(Explore the material)
a: List every manifestation of the "mutator phenotype" that the colorectal cancer passage names.
b: Answer these questions from the colorectal cancer passage, one line each:
(i) What is the estimated average rate of genomic mutation in normal human cells?
(ii) In what share of adenoma-carcinoma transitions is CIN observed?
(iii) In the Fearon and Vogelstein model, which event occurs first?
c: Pick up the colorectal cancer passage after its final sentence and carry it on.

(Selected extract)

>>>>

The average rate of genomic mutation in normal human cells is estimated to be ~2.5×10⁻⁸ mutations/nucleotide/generation (19,20). However, this rate is higher in cancer cells due to the sequential accumulation of multiple mutations during cell divisions forming a so-called ‘mutator phenotype’ (21). Accordingly, mutations in MMR genes, genes that regulate cell cycle checkpoints, and/or cellular responses may elevate mutation rates to the level commonly observed in human tumors (21). The ‘mutator phenotype’ may have various manifestations, including point mutations, CIN, MSI, CIMP and LOH (21).

CIN appears to be the most common type of genetic instability in CRC, observed in 85% of adenoma-carcinoma transitions (5–7). CIN refers to a high rate of gains or losses of whole, or large portions of chromosomes. This leads to karyotypic variability from cell to cell that consequently forms an aneuploidy, sub-karyotypic amplification, chromosomal rearrangement, and a high frequency of LOH at tumor suppressor gene loci (5,6). In addition, CIN tumors are recognized by the accumulation of mutations in specific oncogenes, including KRAS proto-oncogene GTPase (KRAS) and B-Raf proto-oncogene serine/threonine kinase (BRAF), and tumor suppressor genes, such as APC and tumor protein p53 (TP53), thereby contributing to CRC tumorigenesis (6,10). The multistep genetic model of colorectal carcinogenesis proposed by Fearon and Vogelstein is now widely accepted, and used as a paradigm for solid tumor progression (12). According to this model, inactivation of APC occurs as the first event, followed by oncogenic KRAS mutations in the adenomatous stage, and eventually, deletion of chromosome 18q and inactivation of the tumor-suppressor gene TP53 on chromosome 17p occur during the transition to malignancy (Fig. 1) (12,22–25).

<<<<

(Data provided)

>>>>

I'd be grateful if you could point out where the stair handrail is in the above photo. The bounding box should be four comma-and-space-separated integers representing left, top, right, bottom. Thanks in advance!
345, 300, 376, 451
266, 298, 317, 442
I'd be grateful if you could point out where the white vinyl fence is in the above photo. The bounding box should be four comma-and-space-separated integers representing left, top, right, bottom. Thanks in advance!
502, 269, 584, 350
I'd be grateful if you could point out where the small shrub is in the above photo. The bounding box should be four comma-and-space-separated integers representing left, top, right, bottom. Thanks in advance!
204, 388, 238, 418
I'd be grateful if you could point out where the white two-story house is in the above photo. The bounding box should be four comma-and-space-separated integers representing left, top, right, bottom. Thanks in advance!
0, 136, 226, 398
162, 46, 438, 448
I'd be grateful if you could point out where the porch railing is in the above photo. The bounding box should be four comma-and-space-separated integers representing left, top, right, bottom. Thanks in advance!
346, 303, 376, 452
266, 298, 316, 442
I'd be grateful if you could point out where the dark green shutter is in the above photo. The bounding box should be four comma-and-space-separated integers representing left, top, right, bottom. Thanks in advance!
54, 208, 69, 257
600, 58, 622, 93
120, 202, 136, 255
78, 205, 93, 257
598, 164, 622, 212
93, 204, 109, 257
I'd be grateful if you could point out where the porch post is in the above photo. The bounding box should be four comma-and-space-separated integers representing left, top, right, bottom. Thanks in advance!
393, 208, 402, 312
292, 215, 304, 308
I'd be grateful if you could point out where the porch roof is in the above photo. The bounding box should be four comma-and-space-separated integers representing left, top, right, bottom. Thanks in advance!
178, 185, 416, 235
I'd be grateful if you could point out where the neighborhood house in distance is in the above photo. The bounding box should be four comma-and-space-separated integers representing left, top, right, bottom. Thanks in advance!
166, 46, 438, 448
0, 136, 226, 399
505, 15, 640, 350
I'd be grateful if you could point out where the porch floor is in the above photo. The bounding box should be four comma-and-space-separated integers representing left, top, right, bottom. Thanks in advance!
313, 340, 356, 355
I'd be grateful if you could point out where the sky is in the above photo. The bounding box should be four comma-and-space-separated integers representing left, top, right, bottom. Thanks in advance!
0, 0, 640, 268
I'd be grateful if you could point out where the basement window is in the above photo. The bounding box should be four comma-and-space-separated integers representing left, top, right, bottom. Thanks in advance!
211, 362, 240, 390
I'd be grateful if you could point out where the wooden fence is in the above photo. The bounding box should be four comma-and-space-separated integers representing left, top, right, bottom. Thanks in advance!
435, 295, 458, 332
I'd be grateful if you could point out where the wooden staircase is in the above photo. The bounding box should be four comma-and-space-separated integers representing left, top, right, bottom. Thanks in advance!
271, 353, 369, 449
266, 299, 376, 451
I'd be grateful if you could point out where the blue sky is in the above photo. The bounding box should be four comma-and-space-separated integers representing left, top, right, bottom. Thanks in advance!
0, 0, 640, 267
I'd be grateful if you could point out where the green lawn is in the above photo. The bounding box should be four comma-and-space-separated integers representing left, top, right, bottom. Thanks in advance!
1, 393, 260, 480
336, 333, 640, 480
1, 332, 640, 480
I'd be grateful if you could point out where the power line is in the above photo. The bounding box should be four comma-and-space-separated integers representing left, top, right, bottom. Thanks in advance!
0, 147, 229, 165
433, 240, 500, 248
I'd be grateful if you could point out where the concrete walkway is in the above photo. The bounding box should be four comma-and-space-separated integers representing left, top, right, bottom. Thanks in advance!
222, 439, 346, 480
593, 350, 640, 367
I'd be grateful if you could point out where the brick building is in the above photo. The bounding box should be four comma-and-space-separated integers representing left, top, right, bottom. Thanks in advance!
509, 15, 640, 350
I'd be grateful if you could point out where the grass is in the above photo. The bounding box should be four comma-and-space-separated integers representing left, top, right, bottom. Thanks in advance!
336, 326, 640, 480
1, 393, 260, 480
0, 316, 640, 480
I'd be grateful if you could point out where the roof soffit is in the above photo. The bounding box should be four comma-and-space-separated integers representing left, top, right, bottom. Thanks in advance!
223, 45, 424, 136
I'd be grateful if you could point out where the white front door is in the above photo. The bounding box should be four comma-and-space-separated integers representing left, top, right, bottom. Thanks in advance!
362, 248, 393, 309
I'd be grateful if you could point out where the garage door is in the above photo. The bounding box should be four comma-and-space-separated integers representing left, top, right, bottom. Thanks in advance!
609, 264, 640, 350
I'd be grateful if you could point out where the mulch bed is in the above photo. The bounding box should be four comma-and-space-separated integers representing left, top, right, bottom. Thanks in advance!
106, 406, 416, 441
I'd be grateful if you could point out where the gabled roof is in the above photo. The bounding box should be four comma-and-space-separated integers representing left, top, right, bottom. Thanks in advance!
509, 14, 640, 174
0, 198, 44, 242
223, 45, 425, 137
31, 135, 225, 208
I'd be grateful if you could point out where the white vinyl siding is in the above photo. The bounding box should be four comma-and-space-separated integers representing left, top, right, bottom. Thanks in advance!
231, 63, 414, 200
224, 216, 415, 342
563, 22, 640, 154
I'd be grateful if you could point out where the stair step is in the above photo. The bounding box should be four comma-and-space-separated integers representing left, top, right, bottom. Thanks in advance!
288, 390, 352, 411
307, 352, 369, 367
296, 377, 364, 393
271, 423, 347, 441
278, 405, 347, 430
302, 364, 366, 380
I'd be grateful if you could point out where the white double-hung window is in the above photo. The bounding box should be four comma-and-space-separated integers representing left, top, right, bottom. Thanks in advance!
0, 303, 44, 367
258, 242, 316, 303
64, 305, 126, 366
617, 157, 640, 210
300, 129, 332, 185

<<<<

(Results for each task)
a: Point mutations, CIN, MSI, CIMP and LOH.

b:
(i) About 2.5×10⁻⁸ mutations/nucleotide/generation.
(ii) 85%.
(iii) Inactivation of APC.

c:
Array-based comparative genomic hybridization and single nucleotide polymorphism techniques have enabled scientists to effectively determine CNVs in the entire human genome with higher resolution. Although the allelic loss of all chromosomal arms has been detected in certain tumors, its frequency varies considerably, and only a few of them are highly recurrent in CRC, including losses at chromosomal arms 1p, 5q, 8p, 17p, 18p, 18q, 20p and 22q (26–31). A high-frequency allelic loss at a specific chromosomal region denotes the presence of a candidate tumor-suppressor gene, including APC on chromosome 5q, TP53 on chromosome 17p, DCC netrin 1 receptor (DCC), SMAD family member (SMAD2 and SMAD4) on chromosome 18q (31). In contrast, a gain of chromosomal material suggests the presence of the potential oncogenes or genes that favor cell growth or survival. In CRC, gains at chromosome 7, and chromosomal arms 1q, 8q, 12q, 13q and 20q have been repeatedly reported by different research groups (26–31). It was reasoned that these chromosomal changes are associated with a gain and loss of function of tumor-associated genes offering mutated cells growth and survival advantages, leading to progressive conversion of normal cells into cancer cells (32,33). However, the gains/losses of chromosomal materials generally span a large region and comprise a large number of genes making identification of target genes challenging.

In the field of stem cell research, genetic analysis of human embryonic stem cell (hESC) lines, a pluripotent cell type that shares numerous characteristics with cancer cells, has also revealed multiple CNVs, and few of them are also recurrent, including losses of chromosomal band 18q21qter, and whole or partial gains of chromosomes 1, 12, 17 and 20 (34,35). Notably, 20q11.21 amplification was identified in >20% of the screened hESC lines (36). Previously, BCL2 like 1 (BCL2L1), which is located in the smallest common chromosomal region of gain and regulates the mitochondrial apoptotic pathway, has been confirmed as the key-driver gene of this amplification (37,38). Accordingly, the overexpression of Bcl-xL, an anti-apoptotic isoform of BCL2L1 has offered cells a survival advantage by preventing apoptosis (37,38). Overexpression of this gene may also be responsible for the gain of 20q in various human cancer types (39).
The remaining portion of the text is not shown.